On the other hand, association of oxidative stress as a parallel alteration should be considered beside CPM-induced direct cytotoxicity. We showed that chronic exposure to CPM significantly reduces the ovarian antioxidant status,8 which was corroborated with other reports in serum, liver and brain.27,28 Considering oxidative stress-induced RNA and DNA damages,8 normally it is expected that mRNA, and its consequence product (GLUT-1 protein) partly maintained/ protected against CPM-induced oxidative stress in VitE-received animals. However, FSH and IGF-1 co-association stimulates GLUT-1 expression at both protein and mRNA levels,22 suggesting that VitE indirectly enhances hypophysis endocrine status and ultimately provokes follicular cells proliferation/development by enhancing the GLUT-1 expression.

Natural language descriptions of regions
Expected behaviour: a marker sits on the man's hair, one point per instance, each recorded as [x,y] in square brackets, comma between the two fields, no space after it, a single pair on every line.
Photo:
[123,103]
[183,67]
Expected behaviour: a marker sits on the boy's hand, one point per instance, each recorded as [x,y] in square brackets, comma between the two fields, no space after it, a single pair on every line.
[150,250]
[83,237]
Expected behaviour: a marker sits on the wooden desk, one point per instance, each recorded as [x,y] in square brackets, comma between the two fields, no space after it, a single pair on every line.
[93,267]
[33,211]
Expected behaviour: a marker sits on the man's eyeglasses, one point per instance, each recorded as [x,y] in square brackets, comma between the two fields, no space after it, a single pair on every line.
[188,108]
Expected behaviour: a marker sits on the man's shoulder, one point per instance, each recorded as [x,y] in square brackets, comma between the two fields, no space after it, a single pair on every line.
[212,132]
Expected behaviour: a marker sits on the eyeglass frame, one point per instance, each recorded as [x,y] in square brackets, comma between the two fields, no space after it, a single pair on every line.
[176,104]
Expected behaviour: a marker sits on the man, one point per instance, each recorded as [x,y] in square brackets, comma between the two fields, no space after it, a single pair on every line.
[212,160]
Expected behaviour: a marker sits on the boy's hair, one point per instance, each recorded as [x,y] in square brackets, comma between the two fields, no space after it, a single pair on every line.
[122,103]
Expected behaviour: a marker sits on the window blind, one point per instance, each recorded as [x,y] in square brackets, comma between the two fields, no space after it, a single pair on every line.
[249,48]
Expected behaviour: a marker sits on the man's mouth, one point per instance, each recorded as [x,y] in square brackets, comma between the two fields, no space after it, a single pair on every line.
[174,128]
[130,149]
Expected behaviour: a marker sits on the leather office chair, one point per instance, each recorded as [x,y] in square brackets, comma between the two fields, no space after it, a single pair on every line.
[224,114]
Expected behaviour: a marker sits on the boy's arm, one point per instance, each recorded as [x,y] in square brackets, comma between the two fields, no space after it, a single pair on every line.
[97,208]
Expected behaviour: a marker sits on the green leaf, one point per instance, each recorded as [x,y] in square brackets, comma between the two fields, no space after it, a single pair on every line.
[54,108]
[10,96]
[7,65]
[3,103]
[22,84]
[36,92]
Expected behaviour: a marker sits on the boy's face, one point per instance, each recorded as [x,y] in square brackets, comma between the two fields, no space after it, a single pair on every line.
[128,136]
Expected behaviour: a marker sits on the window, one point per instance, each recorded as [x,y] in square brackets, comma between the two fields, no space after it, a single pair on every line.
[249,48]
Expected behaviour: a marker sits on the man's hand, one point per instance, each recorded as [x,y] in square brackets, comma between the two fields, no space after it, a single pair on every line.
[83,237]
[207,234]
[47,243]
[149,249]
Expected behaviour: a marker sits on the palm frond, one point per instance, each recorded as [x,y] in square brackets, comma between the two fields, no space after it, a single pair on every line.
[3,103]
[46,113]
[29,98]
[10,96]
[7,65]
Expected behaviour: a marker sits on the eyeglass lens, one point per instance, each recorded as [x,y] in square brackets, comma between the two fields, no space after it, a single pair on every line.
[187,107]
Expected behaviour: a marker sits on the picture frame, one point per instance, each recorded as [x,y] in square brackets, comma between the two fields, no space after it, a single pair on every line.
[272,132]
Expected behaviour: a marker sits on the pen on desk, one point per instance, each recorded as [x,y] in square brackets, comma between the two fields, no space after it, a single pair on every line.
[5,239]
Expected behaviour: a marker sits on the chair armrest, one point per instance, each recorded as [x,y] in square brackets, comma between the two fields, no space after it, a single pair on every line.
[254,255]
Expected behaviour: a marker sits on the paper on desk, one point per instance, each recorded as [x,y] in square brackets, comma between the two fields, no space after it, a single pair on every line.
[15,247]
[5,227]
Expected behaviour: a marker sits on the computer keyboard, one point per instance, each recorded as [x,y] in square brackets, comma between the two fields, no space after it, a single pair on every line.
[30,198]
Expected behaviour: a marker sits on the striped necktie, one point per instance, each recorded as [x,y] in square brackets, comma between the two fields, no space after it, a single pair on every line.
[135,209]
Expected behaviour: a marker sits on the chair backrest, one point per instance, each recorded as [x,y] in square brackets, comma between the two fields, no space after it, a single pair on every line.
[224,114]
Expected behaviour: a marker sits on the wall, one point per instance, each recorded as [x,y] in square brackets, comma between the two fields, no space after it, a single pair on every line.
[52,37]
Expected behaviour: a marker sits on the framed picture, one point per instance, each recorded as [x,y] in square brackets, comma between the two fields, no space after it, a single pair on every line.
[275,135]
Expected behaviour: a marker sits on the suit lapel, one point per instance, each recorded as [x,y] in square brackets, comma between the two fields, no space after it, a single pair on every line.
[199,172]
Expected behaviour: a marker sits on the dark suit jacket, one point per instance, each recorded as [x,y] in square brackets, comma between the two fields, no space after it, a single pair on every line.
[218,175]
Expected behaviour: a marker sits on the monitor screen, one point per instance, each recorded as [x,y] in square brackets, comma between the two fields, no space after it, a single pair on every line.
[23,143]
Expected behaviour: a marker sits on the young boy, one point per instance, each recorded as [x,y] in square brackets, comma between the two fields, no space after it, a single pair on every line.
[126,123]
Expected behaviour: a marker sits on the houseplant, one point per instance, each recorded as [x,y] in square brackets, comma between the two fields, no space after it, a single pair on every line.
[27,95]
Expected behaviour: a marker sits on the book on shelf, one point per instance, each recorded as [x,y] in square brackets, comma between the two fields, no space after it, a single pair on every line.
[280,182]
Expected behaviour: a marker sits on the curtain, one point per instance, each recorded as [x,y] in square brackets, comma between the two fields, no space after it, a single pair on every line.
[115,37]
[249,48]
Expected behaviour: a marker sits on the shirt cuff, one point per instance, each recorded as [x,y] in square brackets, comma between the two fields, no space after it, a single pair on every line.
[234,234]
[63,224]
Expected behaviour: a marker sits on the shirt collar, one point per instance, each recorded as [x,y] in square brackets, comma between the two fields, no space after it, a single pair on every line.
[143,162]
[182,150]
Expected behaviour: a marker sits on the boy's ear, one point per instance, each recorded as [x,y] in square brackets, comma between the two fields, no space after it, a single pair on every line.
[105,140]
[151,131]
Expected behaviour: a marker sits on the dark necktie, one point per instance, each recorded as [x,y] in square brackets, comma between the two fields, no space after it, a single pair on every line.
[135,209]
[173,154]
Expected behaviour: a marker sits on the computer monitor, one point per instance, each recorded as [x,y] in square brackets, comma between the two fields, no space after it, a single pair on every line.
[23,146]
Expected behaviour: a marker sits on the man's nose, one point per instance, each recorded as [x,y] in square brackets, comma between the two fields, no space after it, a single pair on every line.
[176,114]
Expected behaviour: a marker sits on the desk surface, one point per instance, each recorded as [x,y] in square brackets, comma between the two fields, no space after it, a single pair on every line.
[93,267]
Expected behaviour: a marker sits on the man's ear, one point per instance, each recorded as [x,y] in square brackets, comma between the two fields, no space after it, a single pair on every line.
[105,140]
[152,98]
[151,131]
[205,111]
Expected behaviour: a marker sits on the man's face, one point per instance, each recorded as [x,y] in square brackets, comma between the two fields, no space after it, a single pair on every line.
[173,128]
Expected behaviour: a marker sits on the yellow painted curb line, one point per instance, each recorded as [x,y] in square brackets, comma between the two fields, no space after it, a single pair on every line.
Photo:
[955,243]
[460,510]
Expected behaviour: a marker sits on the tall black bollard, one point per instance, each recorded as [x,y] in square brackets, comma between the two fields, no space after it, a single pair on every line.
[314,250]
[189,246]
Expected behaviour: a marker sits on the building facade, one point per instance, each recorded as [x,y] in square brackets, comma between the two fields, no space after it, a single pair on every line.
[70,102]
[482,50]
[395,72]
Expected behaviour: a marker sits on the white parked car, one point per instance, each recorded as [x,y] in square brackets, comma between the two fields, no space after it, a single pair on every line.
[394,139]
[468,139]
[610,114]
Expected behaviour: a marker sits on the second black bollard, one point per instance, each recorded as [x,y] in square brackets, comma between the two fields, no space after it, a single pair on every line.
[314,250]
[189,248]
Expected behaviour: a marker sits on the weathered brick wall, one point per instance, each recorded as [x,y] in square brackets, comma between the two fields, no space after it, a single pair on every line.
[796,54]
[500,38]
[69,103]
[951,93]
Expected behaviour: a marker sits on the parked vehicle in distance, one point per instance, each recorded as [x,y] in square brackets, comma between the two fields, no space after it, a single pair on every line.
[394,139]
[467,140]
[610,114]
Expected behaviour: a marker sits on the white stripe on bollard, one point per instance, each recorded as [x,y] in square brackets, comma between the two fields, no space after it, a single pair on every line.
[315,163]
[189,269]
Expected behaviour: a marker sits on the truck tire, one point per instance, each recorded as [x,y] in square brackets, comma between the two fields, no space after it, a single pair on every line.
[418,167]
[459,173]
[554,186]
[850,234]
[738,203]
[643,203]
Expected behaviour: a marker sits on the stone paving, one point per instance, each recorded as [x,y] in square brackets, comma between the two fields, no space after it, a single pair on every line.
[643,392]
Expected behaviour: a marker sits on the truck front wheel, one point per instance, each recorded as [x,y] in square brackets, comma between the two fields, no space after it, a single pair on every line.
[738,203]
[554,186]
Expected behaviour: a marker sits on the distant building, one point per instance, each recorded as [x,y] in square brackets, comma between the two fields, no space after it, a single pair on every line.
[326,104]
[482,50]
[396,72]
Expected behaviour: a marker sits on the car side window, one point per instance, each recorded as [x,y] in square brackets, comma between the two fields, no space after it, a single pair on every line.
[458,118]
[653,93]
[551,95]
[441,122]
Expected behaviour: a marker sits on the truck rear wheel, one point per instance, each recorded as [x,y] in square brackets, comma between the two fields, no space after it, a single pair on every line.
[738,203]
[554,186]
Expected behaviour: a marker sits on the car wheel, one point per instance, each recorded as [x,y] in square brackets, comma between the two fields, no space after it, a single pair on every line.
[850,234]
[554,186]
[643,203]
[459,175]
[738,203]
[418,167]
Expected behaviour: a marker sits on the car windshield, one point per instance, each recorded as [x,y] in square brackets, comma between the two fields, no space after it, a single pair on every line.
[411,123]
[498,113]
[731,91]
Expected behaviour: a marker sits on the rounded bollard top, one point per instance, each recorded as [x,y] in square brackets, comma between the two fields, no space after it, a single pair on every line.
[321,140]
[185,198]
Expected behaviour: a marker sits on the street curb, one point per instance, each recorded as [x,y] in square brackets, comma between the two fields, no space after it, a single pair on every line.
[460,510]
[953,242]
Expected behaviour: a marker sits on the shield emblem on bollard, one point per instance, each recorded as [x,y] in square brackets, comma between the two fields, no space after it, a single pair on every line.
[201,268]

LIST OF TASKS:
1: Using the passage on CPM and oxidative stress, decide whether each statement agrees with it. Answer yes or no for each, and quote the words that decide it.
(a) Chronic exposure to CPM was shown to significantly reduce ovarian antioxidant status.
(b) FSH and IGF-1 co-association stimulates GLUT-1 expression only at the protein level.
(c) The finding on antioxidant status was corroborated by other reports in serum, liver and kidney.
2: Answer these questions from the passage on CPM and oxidative stress:
(a) What should be considered beside CPM-induced direct cytotoxicity?
(b) Which protein is named as the consequence product of mRNA?
(c) What does VitE indirectly enhance, according to the suggestion in the passage?

ANSWERS GIVEN:
1:
(a) Yes: "We showed that chronic exposure to CPM significantly reduces the ovarian antioxidant status"
(b) No: "stimulates GLUT-1 expression at both protein and mRNA levels"
(c) No: "corroborated with other reports in serum, liver and brain"

2:
(a) The association of oxidative stress as a parallel alteration.
(b) GLUT-1 protein.
(c) Hypophysis endocrine status.